:: SOURCE RECORDS ::

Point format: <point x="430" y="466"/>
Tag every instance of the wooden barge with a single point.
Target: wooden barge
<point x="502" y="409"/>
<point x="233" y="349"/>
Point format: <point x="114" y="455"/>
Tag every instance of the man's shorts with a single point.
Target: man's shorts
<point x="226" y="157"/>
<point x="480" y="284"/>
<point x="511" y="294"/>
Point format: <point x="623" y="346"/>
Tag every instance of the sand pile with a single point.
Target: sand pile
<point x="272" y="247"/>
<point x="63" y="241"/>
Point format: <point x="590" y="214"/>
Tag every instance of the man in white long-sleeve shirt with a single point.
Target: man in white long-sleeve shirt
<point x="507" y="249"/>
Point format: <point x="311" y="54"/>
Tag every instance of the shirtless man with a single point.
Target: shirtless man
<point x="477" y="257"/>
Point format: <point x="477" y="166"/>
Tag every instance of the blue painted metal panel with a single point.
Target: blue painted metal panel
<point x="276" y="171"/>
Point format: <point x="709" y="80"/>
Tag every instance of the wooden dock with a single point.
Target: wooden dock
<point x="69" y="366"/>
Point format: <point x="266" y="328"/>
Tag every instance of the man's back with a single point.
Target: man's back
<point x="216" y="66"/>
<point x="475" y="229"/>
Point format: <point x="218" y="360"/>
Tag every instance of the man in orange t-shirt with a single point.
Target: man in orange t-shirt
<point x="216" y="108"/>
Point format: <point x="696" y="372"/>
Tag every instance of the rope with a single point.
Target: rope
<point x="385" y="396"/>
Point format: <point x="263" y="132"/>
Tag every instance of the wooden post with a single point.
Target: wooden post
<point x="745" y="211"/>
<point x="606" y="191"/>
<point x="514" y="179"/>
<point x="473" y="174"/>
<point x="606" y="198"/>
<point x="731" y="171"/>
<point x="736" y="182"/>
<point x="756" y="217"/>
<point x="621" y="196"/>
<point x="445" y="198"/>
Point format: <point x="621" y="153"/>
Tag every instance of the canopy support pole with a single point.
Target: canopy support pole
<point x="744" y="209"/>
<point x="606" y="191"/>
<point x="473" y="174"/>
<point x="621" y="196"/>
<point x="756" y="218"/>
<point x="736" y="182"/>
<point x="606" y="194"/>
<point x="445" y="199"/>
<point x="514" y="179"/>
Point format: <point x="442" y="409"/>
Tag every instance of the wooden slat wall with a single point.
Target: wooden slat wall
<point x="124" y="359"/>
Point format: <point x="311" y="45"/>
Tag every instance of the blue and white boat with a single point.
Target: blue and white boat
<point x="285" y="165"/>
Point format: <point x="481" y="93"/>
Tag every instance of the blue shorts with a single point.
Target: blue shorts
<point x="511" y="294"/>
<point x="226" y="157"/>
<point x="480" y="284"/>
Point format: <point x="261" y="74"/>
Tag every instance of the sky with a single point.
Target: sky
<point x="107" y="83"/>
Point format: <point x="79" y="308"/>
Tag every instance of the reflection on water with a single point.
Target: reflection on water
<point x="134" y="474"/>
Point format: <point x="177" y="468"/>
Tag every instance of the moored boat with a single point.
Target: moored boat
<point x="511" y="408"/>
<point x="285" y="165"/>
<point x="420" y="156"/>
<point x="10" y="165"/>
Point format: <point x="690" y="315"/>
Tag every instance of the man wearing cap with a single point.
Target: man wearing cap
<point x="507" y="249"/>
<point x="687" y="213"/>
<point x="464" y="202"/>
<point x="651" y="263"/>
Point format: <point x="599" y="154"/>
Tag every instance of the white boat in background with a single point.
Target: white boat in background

:::

▸ **THE EXERCISE**: Exactly reproduce every line found in the records.

▸ **CORRECT RESULT**:
Point format: <point x="430" y="466"/>
Tag every instance of the wooden barge with a single point.
Target: wooden barge
<point x="502" y="409"/>
<point x="233" y="349"/>
Point format: <point x="114" y="455"/>
Tag every instance of the man's shorts with a single point.
Target: man's shorts
<point x="226" y="157"/>
<point x="480" y="284"/>
<point x="511" y="294"/>
Point format: <point x="623" y="346"/>
Tag every instance of the sand pile with a single point.
Target: sand pile
<point x="272" y="247"/>
<point x="63" y="241"/>
Point format: <point x="590" y="214"/>
Tag every instance of the man in white long-sleeve shirt with a single point.
Target: man in white long-sleeve shirt
<point x="507" y="249"/>
Point format: <point x="311" y="54"/>
Tag every instance of the shirtless man with a single point.
Target: shirtless man
<point x="477" y="257"/>
Point format: <point x="477" y="166"/>
Tag every instance of the blue painted metal panel with a single point.
Target: blue painted metal panel
<point x="276" y="171"/>
Point format: <point x="709" y="80"/>
Tag every instance of the wooden dock with a single point.
Target: wooden dock
<point x="69" y="366"/>
Point format: <point x="266" y="328"/>
Tag every instance of the man's back with a single point.
Target: man's back
<point x="216" y="66"/>
<point x="475" y="229"/>
Point format: <point x="218" y="360"/>
Tag every instance of the man in orange t-shirt with a single point.
Target: man in orange t-shirt
<point x="216" y="108"/>
Point format: <point x="696" y="372"/>
Tag every instance of the rope with a single point.
Target: rope
<point x="385" y="396"/>
Point format: <point x="263" y="132"/>
Tag every instance of the wooden post with a single point.
Target: wooden post
<point x="745" y="211"/>
<point x="606" y="191"/>
<point x="514" y="179"/>
<point x="473" y="174"/>
<point x="606" y="198"/>
<point x="731" y="171"/>
<point x="736" y="182"/>
<point x="756" y="217"/>
<point x="621" y="196"/>
<point x="445" y="198"/>
Point format: <point x="621" y="153"/>
Tag every instance of the canopy support pole with a single point.
Target: canopy support pole
<point x="744" y="209"/>
<point x="606" y="191"/>
<point x="473" y="174"/>
<point x="621" y="196"/>
<point x="756" y="218"/>
<point x="736" y="182"/>
<point x="606" y="194"/>
<point x="445" y="199"/>
<point x="514" y="179"/>
Point format: <point x="442" y="409"/>
Tag every instance of the wooden slat wall with a single point.
Target: wooden slat wall
<point x="124" y="359"/>
Point format: <point x="311" y="45"/>
Tag every instance of the blue and white boat with a single point.
Target: blue and white boat
<point x="285" y="165"/>
Point format: <point x="481" y="93"/>
Tag every instance of the blue shorts with a single point.
Target: blue shorts
<point x="511" y="294"/>
<point x="226" y="157"/>
<point x="480" y="284"/>
Point format: <point x="261" y="74"/>
Tag every instance of the sky with a single point.
Target: sky
<point x="107" y="83"/>
Point format: <point x="79" y="308"/>
Tag every instance of the reflection on water with a single point.
Target: reflection on water
<point x="134" y="474"/>
Point format: <point x="177" y="468"/>
Tag every instance of the moored boat with a single point.
Target: moored boat
<point x="511" y="408"/>
<point x="285" y="165"/>
<point x="420" y="156"/>
<point x="10" y="165"/>
Point format: <point x="690" y="315"/>
Tag every instance of the man wearing cap with a single point.
Target: man wearing cap
<point x="507" y="249"/>
<point x="687" y="213"/>
<point x="464" y="202"/>
<point x="651" y="263"/>
Point format: <point x="599" y="154"/>
Tag every instance of the white boat in background with a single point.
Target: white boat in background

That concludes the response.